RECORDS TO USE:
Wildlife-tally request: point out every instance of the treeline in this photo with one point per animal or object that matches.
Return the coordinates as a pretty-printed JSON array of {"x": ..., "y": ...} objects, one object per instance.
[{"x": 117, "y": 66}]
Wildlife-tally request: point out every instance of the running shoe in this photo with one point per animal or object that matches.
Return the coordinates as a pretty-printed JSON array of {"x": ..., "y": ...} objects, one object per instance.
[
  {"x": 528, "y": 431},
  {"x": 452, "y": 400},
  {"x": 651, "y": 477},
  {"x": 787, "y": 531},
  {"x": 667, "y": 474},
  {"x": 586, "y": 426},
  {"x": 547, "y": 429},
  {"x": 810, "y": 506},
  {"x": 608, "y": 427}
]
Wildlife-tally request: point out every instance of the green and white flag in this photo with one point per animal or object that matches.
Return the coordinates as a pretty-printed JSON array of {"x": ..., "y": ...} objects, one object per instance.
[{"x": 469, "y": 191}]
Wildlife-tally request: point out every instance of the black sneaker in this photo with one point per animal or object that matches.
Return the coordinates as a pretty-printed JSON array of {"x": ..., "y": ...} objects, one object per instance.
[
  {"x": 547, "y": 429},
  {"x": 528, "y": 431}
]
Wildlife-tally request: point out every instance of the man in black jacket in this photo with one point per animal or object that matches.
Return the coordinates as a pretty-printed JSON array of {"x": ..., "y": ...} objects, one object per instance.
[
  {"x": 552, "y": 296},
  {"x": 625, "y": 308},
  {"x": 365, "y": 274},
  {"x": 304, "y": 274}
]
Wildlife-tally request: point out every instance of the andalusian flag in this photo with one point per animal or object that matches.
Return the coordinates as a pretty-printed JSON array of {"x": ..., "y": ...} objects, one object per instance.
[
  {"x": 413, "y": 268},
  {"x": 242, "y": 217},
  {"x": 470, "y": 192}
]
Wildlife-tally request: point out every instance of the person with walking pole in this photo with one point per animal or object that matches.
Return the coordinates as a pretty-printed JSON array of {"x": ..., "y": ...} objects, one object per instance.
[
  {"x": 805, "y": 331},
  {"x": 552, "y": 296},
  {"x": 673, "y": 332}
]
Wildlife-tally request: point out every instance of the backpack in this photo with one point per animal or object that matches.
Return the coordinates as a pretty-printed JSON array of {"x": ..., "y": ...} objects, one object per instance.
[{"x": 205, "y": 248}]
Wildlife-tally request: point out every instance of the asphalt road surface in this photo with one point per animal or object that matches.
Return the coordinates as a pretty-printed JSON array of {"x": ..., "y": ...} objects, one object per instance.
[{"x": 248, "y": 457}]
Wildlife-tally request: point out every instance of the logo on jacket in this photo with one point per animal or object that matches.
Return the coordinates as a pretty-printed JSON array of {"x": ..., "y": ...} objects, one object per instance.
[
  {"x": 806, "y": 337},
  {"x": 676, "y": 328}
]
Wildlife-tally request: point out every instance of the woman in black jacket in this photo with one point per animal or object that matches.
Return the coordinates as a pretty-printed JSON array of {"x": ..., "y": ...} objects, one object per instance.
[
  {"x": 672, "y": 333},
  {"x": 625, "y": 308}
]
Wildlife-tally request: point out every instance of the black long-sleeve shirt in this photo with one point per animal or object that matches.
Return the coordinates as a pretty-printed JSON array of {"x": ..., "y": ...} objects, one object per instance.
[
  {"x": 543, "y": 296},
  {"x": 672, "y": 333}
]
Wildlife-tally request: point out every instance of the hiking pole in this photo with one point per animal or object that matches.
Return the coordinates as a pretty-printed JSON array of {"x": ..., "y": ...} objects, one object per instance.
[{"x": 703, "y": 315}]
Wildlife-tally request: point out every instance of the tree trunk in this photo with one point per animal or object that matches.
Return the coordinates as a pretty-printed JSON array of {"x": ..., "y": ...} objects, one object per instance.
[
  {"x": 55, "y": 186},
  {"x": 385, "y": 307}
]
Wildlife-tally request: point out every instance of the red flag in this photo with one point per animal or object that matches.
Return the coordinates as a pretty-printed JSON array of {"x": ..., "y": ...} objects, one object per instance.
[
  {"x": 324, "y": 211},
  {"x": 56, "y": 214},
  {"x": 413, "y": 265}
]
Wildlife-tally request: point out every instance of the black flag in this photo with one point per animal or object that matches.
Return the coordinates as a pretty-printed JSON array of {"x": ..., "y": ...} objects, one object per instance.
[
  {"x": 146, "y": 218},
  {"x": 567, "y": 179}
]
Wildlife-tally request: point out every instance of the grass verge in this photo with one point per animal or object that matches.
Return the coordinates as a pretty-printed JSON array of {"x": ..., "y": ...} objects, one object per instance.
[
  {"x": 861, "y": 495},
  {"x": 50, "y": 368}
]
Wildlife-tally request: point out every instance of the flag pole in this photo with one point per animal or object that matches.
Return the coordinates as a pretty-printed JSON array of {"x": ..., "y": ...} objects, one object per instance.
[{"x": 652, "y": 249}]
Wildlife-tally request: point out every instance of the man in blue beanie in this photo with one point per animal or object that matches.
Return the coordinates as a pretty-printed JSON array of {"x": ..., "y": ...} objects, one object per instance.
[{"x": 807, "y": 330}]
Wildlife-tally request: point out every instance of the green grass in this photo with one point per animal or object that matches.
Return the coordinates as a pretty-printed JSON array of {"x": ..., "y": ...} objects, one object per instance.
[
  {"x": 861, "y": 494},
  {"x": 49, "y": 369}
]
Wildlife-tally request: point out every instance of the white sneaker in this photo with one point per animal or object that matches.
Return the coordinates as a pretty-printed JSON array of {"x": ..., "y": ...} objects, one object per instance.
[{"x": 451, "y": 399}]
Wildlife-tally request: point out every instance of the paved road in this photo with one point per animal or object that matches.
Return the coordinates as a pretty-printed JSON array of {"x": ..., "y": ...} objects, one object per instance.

PROBLEM:
From the material above, retype precisely the lines between the line holding "Wildlife-tally request: point out every instance of the asphalt" and the line holding "Wildlife-tally request: point out every instance of the red", inclusive, and nothing beyond them.

ANSWER SPACE:
Wildlife-tally request: point out every instance of the asphalt road surface in this photo with one point per animal or object that matches.
Return the coordinates as a pretty-printed JSON array of {"x": ..., "y": ...} objects, one object per instance.
[{"x": 248, "y": 457}]
Wildlife-tally request: point out every instance of the logo on jacket in this photo with one point per animal or object that matches.
Return the coordinates as a pretty-printed JSON array of {"x": ..., "y": ...} objects, one object per instance.
[
  {"x": 806, "y": 337},
  {"x": 676, "y": 328}
]
Wildlife-tally request: point out every instance of the woman in black jacket in this photo with one point per animal or object that matches.
Return the coordinates as a pretty-printed JSON array of {"x": ..., "y": ...} objects, one object per instance.
[
  {"x": 672, "y": 333},
  {"x": 625, "y": 308}
]
Wildlife-tally request: point out every instance of the black long-sleeve shirt in this photo with one point per animal or object that matches.
Return the coordinates as a pretty-printed JSON array of {"x": ..., "y": ...} objects, one object per instance.
[
  {"x": 543, "y": 296},
  {"x": 672, "y": 333}
]
Wildlife-tally request: point out every instance of the hiking pole in this photo with one point per animal or object that matches.
Return the coordinates as a pretty-printed JSON array of {"x": ..., "y": ...} objects, one object per instance.
[{"x": 703, "y": 315}]
Wildlife-tally request: point out every instance of the tree trunk in this photo with one point per animal or object that matches.
Return the coordinates as a pretty-printed JSON array of {"x": ..., "y": ...} objects, one object per instance.
[
  {"x": 55, "y": 186},
  {"x": 385, "y": 307}
]
Wildlife-tally request: point out every instance of the red flag in this photo with one point per animal or object that matches.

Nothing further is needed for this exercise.